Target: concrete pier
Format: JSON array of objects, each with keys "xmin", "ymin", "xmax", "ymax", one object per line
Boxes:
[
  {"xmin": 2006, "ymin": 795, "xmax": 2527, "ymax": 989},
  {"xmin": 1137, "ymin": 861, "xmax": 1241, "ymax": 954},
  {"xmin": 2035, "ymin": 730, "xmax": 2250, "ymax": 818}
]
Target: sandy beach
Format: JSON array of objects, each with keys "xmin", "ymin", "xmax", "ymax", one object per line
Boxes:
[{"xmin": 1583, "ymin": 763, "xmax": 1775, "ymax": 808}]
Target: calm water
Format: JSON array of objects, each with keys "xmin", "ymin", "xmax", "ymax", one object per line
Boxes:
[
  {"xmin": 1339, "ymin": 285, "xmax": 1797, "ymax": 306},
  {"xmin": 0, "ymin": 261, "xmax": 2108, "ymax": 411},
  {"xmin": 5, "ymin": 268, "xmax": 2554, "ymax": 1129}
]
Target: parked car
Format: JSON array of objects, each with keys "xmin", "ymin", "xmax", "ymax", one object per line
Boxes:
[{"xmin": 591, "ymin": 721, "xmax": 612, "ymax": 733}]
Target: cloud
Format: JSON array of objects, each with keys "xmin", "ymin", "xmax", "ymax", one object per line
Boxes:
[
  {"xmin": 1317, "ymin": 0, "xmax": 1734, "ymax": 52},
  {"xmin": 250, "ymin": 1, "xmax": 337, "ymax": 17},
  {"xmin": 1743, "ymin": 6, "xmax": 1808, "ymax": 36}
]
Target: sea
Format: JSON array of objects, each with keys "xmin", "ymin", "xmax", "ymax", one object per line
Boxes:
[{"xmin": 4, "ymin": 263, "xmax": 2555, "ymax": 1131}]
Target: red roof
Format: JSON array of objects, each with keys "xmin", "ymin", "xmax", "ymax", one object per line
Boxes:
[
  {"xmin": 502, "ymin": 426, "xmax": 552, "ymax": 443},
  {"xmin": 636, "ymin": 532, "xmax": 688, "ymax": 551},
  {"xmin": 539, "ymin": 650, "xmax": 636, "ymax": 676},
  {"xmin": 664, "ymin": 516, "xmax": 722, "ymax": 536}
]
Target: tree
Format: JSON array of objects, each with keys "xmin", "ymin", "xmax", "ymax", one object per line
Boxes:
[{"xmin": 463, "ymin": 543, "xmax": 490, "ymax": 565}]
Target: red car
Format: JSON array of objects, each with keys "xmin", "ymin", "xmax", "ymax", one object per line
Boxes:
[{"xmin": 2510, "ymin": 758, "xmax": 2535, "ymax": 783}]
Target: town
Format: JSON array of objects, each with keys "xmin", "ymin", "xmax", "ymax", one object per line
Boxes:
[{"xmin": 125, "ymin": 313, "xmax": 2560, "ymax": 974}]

-=-=-=-=-

* EXERCISE DESCRIPTION *
How many of the lines in the listing above hold the word "Target"? Report only that figure.

* TASK SOLUTION *
10